Please write the listing below out again exactly, leaving every picture behind.

__________________________________________________

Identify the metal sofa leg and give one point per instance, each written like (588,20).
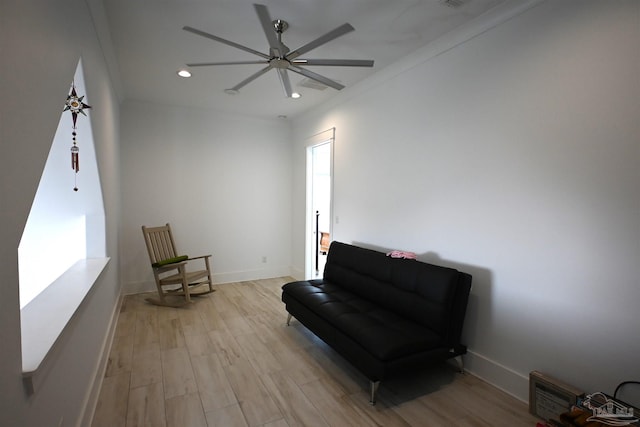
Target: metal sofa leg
(374,389)
(460,363)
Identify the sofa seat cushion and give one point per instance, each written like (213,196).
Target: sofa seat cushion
(384,334)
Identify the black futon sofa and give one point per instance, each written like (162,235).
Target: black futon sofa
(384,315)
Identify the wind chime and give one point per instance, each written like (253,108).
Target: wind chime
(75,105)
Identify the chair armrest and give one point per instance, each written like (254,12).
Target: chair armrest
(199,257)
(168,267)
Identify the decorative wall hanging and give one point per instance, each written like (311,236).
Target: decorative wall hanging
(75,105)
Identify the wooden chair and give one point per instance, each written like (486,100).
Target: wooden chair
(170,271)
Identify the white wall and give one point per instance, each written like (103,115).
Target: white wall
(222,181)
(513,156)
(41,43)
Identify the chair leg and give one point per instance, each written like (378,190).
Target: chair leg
(185,283)
(206,261)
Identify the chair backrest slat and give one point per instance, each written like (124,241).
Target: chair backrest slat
(159,241)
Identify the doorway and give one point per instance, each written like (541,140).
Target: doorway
(319,202)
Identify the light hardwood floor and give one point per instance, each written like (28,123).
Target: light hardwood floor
(229,359)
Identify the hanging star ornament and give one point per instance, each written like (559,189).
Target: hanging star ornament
(76,106)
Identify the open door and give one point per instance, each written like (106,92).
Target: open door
(319,202)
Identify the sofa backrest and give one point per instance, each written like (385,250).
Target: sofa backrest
(431,295)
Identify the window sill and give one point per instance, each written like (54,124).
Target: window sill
(45,318)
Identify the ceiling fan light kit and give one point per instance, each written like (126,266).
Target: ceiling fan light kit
(280,58)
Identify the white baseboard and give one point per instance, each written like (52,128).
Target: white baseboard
(131,288)
(500,376)
(91,399)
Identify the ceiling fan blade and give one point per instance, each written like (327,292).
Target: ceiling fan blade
(225,41)
(333,34)
(334,62)
(284,80)
(316,77)
(251,78)
(207,64)
(267,25)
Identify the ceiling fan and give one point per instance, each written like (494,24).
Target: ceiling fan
(280,57)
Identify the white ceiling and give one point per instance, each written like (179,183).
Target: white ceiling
(150,46)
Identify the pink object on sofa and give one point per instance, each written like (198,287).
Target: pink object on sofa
(402,254)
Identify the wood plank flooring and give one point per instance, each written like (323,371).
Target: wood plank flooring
(229,360)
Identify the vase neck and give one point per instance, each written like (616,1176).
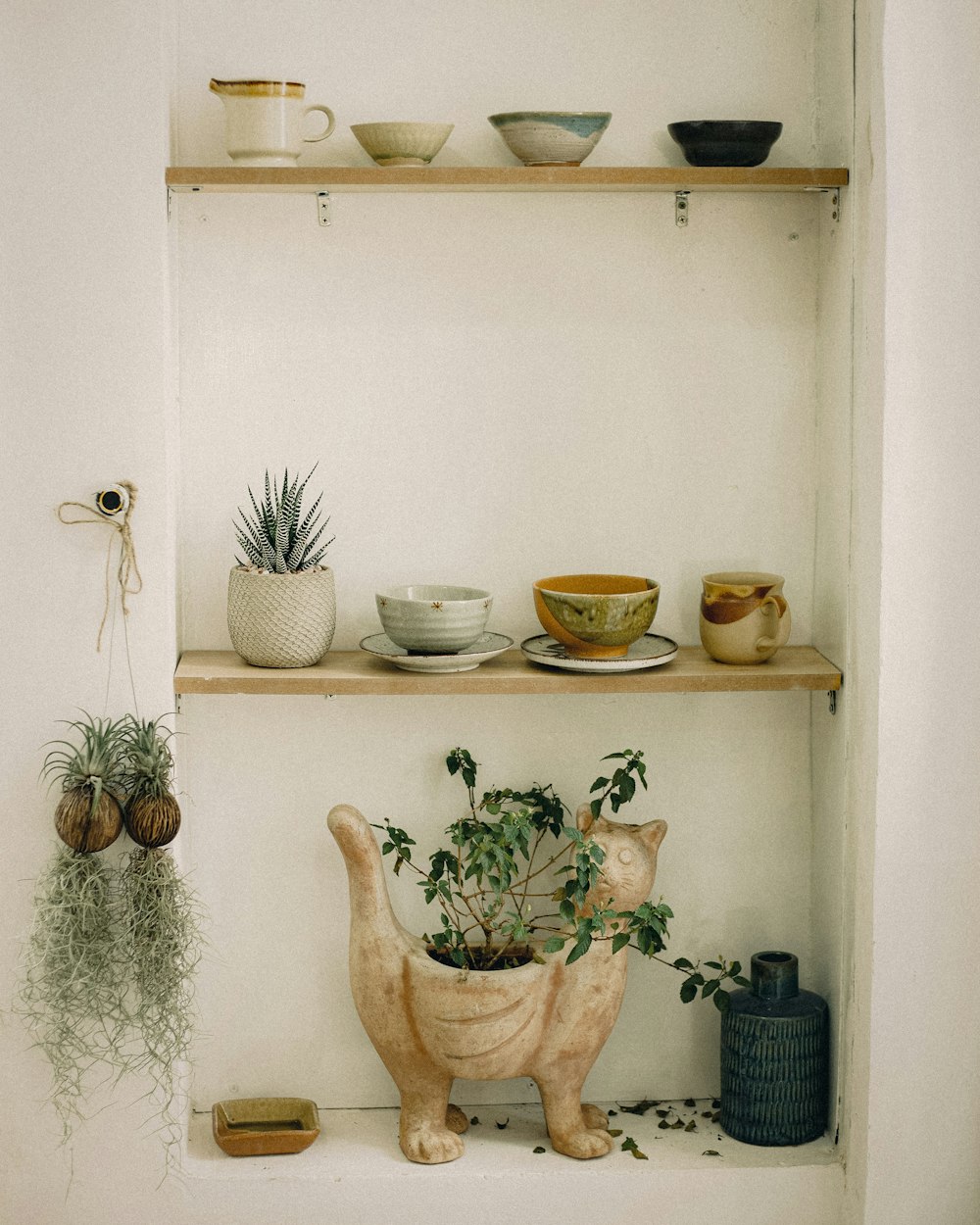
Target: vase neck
(774,975)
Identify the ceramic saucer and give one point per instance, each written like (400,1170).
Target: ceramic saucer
(651,651)
(461,662)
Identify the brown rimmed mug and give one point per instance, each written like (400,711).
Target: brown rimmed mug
(744,616)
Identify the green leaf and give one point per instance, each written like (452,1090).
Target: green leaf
(689,991)
(582,946)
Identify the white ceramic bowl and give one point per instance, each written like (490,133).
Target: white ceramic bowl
(402,143)
(434,618)
(552,137)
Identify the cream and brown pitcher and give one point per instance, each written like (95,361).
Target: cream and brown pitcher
(744,616)
(264,121)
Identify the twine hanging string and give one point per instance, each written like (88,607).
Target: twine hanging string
(128,578)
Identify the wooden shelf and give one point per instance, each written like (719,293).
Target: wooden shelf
(358,672)
(514,177)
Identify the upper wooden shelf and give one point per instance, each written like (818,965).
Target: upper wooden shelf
(358,672)
(513,177)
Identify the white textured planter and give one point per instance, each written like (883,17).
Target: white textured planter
(282,620)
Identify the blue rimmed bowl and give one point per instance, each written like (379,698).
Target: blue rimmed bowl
(552,137)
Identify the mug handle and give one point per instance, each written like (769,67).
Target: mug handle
(782,623)
(331,123)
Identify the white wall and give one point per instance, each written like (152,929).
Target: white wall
(922,1024)
(86,401)
(86,395)
(499,387)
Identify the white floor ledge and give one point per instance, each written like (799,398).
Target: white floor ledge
(361,1177)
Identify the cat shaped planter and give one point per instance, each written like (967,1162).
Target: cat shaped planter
(431,1023)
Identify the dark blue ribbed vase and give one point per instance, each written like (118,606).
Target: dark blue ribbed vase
(774,1057)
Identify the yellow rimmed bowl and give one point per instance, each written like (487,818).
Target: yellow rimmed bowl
(596,616)
(397,143)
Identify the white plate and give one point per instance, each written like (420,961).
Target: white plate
(651,651)
(461,662)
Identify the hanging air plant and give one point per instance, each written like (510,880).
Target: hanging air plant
(152,813)
(160,919)
(161,935)
(74,984)
(88,816)
(107,978)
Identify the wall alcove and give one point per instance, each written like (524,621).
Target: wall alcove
(500,383)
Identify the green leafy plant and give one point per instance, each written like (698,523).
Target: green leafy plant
(278,538)
(505,857)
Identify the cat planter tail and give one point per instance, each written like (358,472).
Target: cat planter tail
(431,1023)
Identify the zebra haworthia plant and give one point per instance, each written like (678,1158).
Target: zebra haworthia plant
(278,538)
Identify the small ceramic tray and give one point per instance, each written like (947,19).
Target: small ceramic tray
(263,1126)
(651,651)
(461,662)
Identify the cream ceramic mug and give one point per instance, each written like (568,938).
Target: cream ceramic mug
(744,616)
(264,121)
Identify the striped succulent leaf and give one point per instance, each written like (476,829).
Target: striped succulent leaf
(277,537)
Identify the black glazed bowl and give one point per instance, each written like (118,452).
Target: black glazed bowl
(725,141)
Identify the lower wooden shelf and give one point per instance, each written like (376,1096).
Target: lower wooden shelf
(358,672)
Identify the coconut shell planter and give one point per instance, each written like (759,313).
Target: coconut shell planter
(106,988)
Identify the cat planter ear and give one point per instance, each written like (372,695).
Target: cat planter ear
(653,833)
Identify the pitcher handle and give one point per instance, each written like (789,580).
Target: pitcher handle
(778,608)
(331,123)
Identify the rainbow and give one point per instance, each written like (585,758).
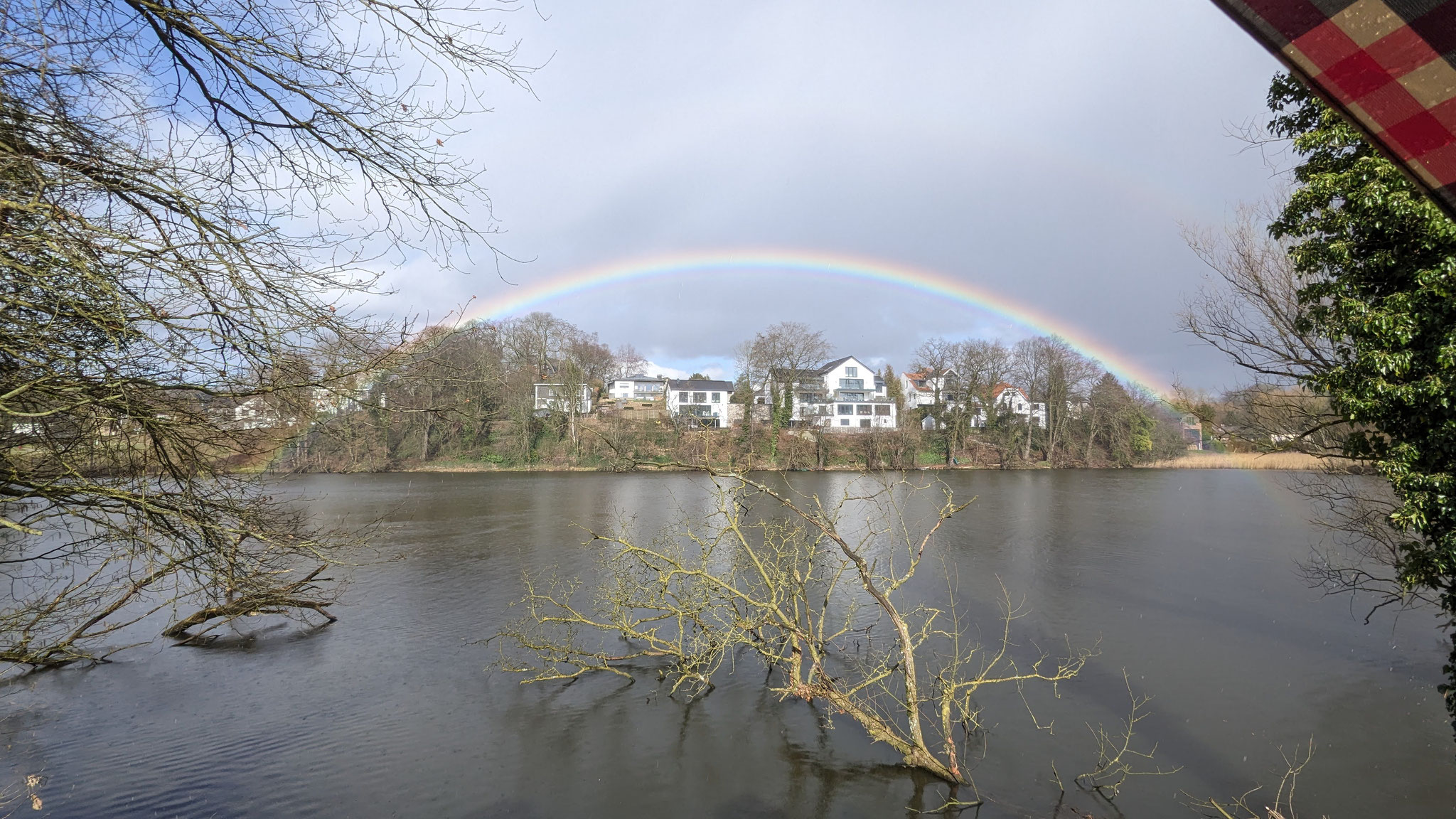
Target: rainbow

__________________________________________________

(Solution)
Identify the metal sofa leg and give one point per instance, each written like (588,20).
Target: metal sofa leg
(374,389)
(460,363)
Identify the sofa seat cushion and give one point per instance, each written like (213,196).
Target: sofa seat cushion
(384,334)
Identify the black futon sofa and give one point per instance, each written like (162,235).
Target: black futon sofa
(384,315)
Identify the wind chime and give one point per instance, each written like (253,108).
Target: wind chime
(75,105)
Identify the chair armrest and give one point per instance, each written like (254,12).
Target: chair armrest
(199,257)
(168,267)
Identify the decorative wall hanging and give one point per instance, each written like (311,236).
Target: decorative wall hanging
(75,105)
Identify the wooden chair and give one point per instance, each written like (486,100).
Target: wooden chair
(170,271)
Identify the white wall and give one point per instance, each written like (103,115).
Target: white wall
(222,181)
(513,156)
(41,43)
Identify the chair leg and give one point per instance, each written like (378,190).
Target: chair leg
(185,283)
(206,261)
Identify the chair backrest slat and give one point per instance, each written like (124,241).
Target: chair backrest slat
(159,241)
Identify the doorway and give one point per instance, each written like (541,140).
Target: doorway
(319,202)
Identify the light hardwood floor and give one point per instance, each written like (28,123).
Target: light hardwood floor
(229,359)
Identify the hanging star ornament and give one point per instance, each written like (559,189).
Target: hanging star ornament
(76,106)
Identify the open door and give one point per instance, each written like (106,92).
Target: open door
(319,202)
Identify the sofa backrest and give one point per instance, each written like (385,250).
Target: sofa backrest
(431,295)
Identify the window sill and give one point per instance, each written like (54,124).
Target: window sill
(45,318)
Identify the ceiling fan light kit and give one point per instance, each written like (126,266).
Target: ceiling fan light kit
(280,58)
Identify the white baseboard and give one point per instance, each written like (52,128).
Target: white baseboard
(131,288)
(500,376)
(91,399)
Identify the ceiling fan blade and give one point per instance, each written like (327,292).
Target: ceiling fan blade
(225,41)
(333,34)
(334,62)
(284,80)
(316,77)
(251,78)
(207,64)
(267,25)
Identify the ceiling fan and give one point per instance, each written like (494,24).
Target: ceiling fan
(280,57)
Identify the white ceiling and give one point per instance, each written like (179,183).
Target: white ceiling
(150,46)
Identify the pink object on sofa and give one point per instance, each written like (198,287).
Target: pink object on sofa
(402,254)
Identify the wood plank flooring and give one point per instance, each written like (323,371).
Target: wood plank flooring
(229,360)
Identify the vase neck and give one point per instance, each written like (616,1176).
Target: vase neck
(774,975)
Identify the ceramic saucer and give one point per instance, each written like (400,1170).
Target: ceramic saucer
(651,651)
(461,662)
Identify the brown rimmed mug and give one point per instance, each written like (400,711).
Target: brown rimmed mug
(744,616)
Identify the green leaf and give one point per instance, each written like (452,1090).
Target: green leaf
(689,991)
(582,946)
Identify the white ceramic bowl and give one point per instance, each written like (490,133).
Target: white ceramic bowl
(402,143)
(434,618)
(552,137)
Identify the cream and brown pitcher and give one point per instance, each written like (95,361).
Target: cream and brown pitcher
(744,616)
(264,121)
Identify the twine hanging string and give one point per instance, each written like (88,607).
Target: twine hanging string
(128,578)
Identify the wooden shelf and give one point per instance, each written like (719,293).
Target: wooden shelf
(358,672)
(514,177)
Identify the upper wooden shelf and give one point per instance, each written like (818,965).
Target: upper wooden shelf
(358,672)
(513,177)
Identify the white textured planter and give one point per instance, each written like (883,17).
Target: white textured planter
(282,620)
Identify the blue rimmed bowl and give one point per instance, each written like (379,698).
Target: blue rimmed bowl
(552,137)
Identify the mug handle and give one point per instance, each written like (769,67).
Target: mug handle
(782,623)
(331,123)
Identify the white wall and give one point per instance, each written like (152,929).
Target: white wall
(922,1024)
(86,401)
(86,395)
(499,387)
Identify the white floor ledge and give one point per instance, each written like (799,398).
Target: white floor ledge
(361,1177)
Identify the cat shaped planter and give one point per instance, each written like (967,1162).
Target: cat shaped planter
(431,1023)
Identify the dark blue ribbed vase and give one point per instance, each written like (118,606).
Target: dark blue ribbed vase
(774,1057)
Identify the yellow rimmed bowl and give one point per instance, each written like (487,818).
Target: yellow rimmed bowl
(596,616)
(397,143)
Identify the white plate and give one point per instance, each written like (420,961).
Target: white plate
(651,651)
(461,662)
Identify the hanging air plant and give one point per instance, each written like (510,880).
Target: hanging air plant
(152,813)
(160,919)
(161,935)
(74,984)
(88,816)
(107,978)
Identify the wall alcove and give one point per instance, each written like (524,621).
Target: wall alcove
(500,383)
Identify the green leafy plant and give one point per instance, each written like (698,523).
Target: green leafy plant
(278,538)
(505,857)
Identify the cat planter tail and give one point per instance, each written like (358,472).
Target: cat planter tail
(431,1023)
Identify the zebra haworthia plant and give one point per instance, each written like (678,1158).
Target: zebra haworthia plant
(278,538)
Identify the small ceramic tray and give one point per instance, each written like (947,19).
Target: small ceramic tray
(263,1126)
(651,651)
(461,662)
Identify the cream ceramic mug and give one point per instance, each written like (568,938).
Target: cream ceramic mug
(744,616)
(264,121)
Identify the striped succulent leaf and give one point per instance, each written like (476,829).
Target: striped succulent leaf
(277,537)
Identify the black glazed bowl and give one point per instance, each written like (118,452).
Target: black glazed bowl
(725,141)
Identify the lower wooden shelf and give one point per instance, each written like (376,1096).
Target: lower wooden shelf
(358,672)
Identify the coconut shell planter and give one point per instance, each written like (759,313).
Target: coconut shell planter
(106,988)
Identify the cat planter ear and give one point per instance, each written like (372,695).
Target: cat planter ear
(653,833)
Identify the pitcher handle and give one point per instance, each written like (789,580).
Target: pitcher handle
(778,608)
(331,123)
Identify the rainbow and give one point per instance, each written like (585,758).
Target: rainbow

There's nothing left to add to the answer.